(Referring expression data)
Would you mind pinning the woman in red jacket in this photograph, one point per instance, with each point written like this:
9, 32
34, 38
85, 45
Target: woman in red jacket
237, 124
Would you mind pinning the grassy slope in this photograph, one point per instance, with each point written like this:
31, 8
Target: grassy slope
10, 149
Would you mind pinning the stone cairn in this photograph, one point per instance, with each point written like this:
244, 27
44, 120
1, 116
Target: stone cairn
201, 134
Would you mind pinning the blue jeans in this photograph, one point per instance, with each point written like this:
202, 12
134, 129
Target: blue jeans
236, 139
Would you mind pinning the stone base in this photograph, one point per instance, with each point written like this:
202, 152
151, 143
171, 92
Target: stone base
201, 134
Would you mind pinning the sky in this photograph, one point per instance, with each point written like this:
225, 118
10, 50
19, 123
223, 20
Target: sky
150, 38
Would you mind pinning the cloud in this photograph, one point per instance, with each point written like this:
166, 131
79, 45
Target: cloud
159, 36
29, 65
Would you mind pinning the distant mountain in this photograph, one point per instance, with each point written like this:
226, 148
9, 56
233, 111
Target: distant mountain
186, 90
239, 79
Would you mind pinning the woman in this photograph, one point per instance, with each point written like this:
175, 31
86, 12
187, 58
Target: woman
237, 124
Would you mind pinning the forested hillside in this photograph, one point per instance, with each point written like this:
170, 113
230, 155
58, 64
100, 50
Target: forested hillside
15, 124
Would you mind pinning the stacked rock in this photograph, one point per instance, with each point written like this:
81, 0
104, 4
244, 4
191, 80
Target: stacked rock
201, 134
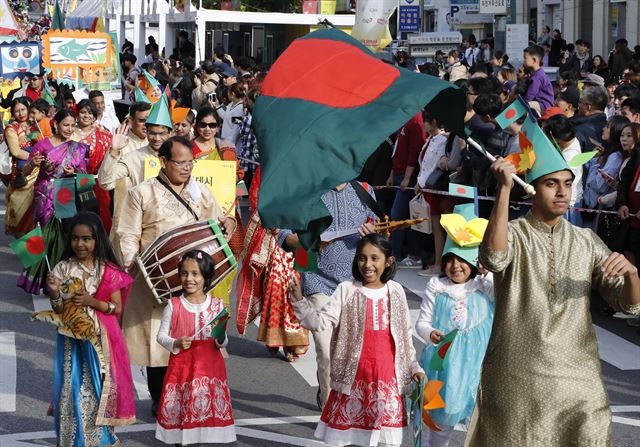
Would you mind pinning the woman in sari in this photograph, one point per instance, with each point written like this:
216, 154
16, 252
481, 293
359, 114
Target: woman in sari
92, 385
20, 135
207, 147
99, 141
57, 157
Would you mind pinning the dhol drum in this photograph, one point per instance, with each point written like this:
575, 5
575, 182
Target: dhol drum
159, 262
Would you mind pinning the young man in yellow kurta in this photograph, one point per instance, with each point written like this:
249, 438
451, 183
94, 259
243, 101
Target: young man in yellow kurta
541, 383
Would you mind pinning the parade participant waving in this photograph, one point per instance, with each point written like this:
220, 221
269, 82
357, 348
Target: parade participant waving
98, 139
152, 208
122, 166
373, 360
86, 404
541, 381
56, 157
20, 135
195, 358
461, 299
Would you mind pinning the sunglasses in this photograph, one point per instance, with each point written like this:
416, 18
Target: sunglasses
209, 125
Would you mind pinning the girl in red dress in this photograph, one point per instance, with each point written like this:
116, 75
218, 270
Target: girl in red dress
195, 406
373, 360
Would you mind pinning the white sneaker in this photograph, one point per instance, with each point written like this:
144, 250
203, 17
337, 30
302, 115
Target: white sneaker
410, 263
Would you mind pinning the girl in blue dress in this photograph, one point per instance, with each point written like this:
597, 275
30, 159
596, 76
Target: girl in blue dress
462, 299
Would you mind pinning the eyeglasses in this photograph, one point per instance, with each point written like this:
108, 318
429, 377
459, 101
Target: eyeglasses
188, 164
209, 125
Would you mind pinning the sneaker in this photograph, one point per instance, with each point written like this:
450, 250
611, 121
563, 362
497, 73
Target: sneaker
410, 263
633, 322
434, 270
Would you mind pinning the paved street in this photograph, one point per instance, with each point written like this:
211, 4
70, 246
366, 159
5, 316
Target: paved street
273, 401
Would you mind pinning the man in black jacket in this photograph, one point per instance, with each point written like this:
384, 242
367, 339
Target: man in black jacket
591, 118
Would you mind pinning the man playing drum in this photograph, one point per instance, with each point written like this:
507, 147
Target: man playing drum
152, 208
123, 165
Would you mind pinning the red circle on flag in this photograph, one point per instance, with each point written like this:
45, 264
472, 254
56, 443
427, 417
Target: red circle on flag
443, 350
329, 72
64, 196
35, 245
302, 257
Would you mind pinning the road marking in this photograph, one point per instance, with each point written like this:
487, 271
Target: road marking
8, 366
138, 374
613, 349
625, 408
5, 440
40, 303
617, 351
305, 365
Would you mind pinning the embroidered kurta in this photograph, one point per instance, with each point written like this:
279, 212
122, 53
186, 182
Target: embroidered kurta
541, 382
150, 211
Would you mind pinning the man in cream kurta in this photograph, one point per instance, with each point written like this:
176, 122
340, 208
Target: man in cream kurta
150, 211
123, 166
541, 383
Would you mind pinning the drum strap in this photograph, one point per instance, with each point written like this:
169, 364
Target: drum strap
177, 196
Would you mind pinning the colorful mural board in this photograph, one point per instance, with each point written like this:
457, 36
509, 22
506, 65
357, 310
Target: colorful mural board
20, 59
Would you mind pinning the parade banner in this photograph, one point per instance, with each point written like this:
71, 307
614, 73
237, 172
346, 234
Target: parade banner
372, 23
20, 59
218, 176
79, 59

» YOUR INSTRUCTIONS
With the pictures omitted, the entries are to be transcribed in full, exactly as they appear.

» RESPONSE TO THIS TASK
Would you mind pinning the woman in red jacket in this photograph, one point per instance, with each point written like this:
9, 32
34, 38
85, 45
Target: woman in red jacket
237, 124
Would you mind pinning the grassy slope in this photograph, one point per instance, with each point written like this:
31, 8
Target: grassy slope
10, 149
Would you mind pinning the stone cairn in this photograph, one point per instance, with each point written like this:
244, 27
44, 120
1, 116
Target: stone cairn
201, 134
Would you mind pinning the blue jeans in this photograph, one point per instance, with each point written like this:
202, 12
134, 129
Target: blue jeans
236, 139
Would you mind pinning the stone base in this photograph, one point per instance, with each point written like this:
202, 152
151, 143
171, 92
Target: stone base
201, 134
Would you mind pinning the sky in this photograph, one point per instance, with each point written like this:
225, 118
10, 50
19, 123
223, 20
Target: sky
150, 38
Would you mind pinning the cloud in this photograph, one point per instance, with each point written like this:
166, 131
79, 45
Target: cloud
159, 36
29, 65
Would you mind pinning the distant mountain in this photograph, one point per instance, with each point written like this:
226, 148
9, 56
233, 111
Target: distant mountain
186, 90
239, 79
Would you mind pinning the woman in this photograph, one point per instance, with each point written like this:
175, 31
86, 12
187, 58
Target: woman
237, 124
Would you mind pinning the forested hillside in this photograph, one point per instance, with each point written like this:
170, 113
230, 155
58, 64
100, 50
Target: forested hillside
15, 124
Would you mind pinning the stacked rock in this photograph, one point per instance, with each point written like this:
81, 0
104, 4
244, 4
191, 80
Target: stacked rock
201, 134
Would you mind pinning the woman in sari in this photograph, one point per instance, with each point written like this:
216, 154
16, 252
481, 293
359, 114
Target: woman in sari
92, 385
20, 135
207, 147
99, 141
57, 157
Would you mind pinning the dhol drum in this photograph, one point per instance, with each point written like this:
575, 5
575, 182
Target: dhol drum
159, 262
Would you mind pinning the young man in yellow kurta in this photograph, one point per instance, with each point written like this:
249, 438
451, 183
94, 259
243, 101
Target: young man in yellow kurta
541, 383
Would you mind pinning the parade participant waving in this photograph, one point per instance, with each point written like this:
220, 221
269, 82
357, 348
Target: parade participant waving
98, 139
152, 208
122, 166
373, 360
86, 404
541, 381
56, 157
20, 135
195, 358
461, 299
Would you mind pinning the sunglasses in this photograph, one point per instance, with each point written like this:
416, 18
Target: sunglasses
209, 125
Would you mind pinning the girl in red dress in this photograph, one point per instance, with each point written like this:
116, 75
218, 270
Target: girl in red dress
195, 406
373, 360
Would you mind pinning the white sneaker in this photograph, one point per instance, with each point written like this:
144, 250
203, 17
337, 30
302, 115
Target: white sneaker
410, 263
Would you mind pinning the girl in blue dress in this photograph, one point per instance, with each point written like this:
597, 275
30, 159
596, 76
Target: girl in blue dress
462, 299
Would you mind pinning the eyeglasses in this photograph, one point per instance, with each point written like this:
108, 318
429, 377
459, 101
Target: eyeglasses
188, 164
209, 125
Would you mind pinning the sneaker in this photograph, one point per instance, with each point written like this:
450, 250
611, 121
563, 362
497, 73
Target: sneaker
410, 263
633, 322
434, 270
Would you mind pinning the paved street in this photograph, one point per instance, with each point written like this:
211, 4
70, 246
366, 159
5, 316
Target: paved street
273, 401
Would you mind pinning the man in black jacket in this photograph, one point per instance, with each point written like this:
384, 242
367, 339
Target: man in black jacket
591, 118
Would you mind pinning the man playing drum in this photograph, one point per instance, with each point written like this:
507, 147
Target: man playing drum
152, 208
123, 165
Would you mind pinning the red circle on flag in this photograph, one point per instance, with each point written like this:
45, 264
472, 254
56, 443
427, 417
Target: red circle on flag
443, 350
329, 72
64, 196
35, 245
302, 257
Would you mind pinning the road marking in this photograph, one point per instance, with each point written like this:
487, 271
Target: road marking
8, 366
138, 374
613, 349
625, 408
5, 440
40, 303
617, 351
305, 365
Would you mind pinning the embroidered kurta in this photograph, one point per instance, with each point written like this:
279, 212
122, 53
186, 182
Target: embroidered kurta
541, 382
150, 211
Would you mind pinning the man in cream kurta in this photograph, one point per instance, with each point written like this:
176, 122
340, 208
Target: man in cream kurta
150, 211
123, 166
541, 383
Would you mind pinning the drum strap in this photograph, one point per instance, with each point written like this:
169, 364
Target: drum strap
177, 196
Would you mind pinning the colorful mural board in this photograph, one point per instance, with each point written like this:
457, 36
509, 22
506, 65
357, 310
Target: colorful mural board
20, 59
Would you mind pinning the parade banner in this photograph, one point per instance, with each point written like this:
71, 307
614, 73
237, 172
346, 234
Target: parade banner
372, 23
20, 59
218, 176
79, 59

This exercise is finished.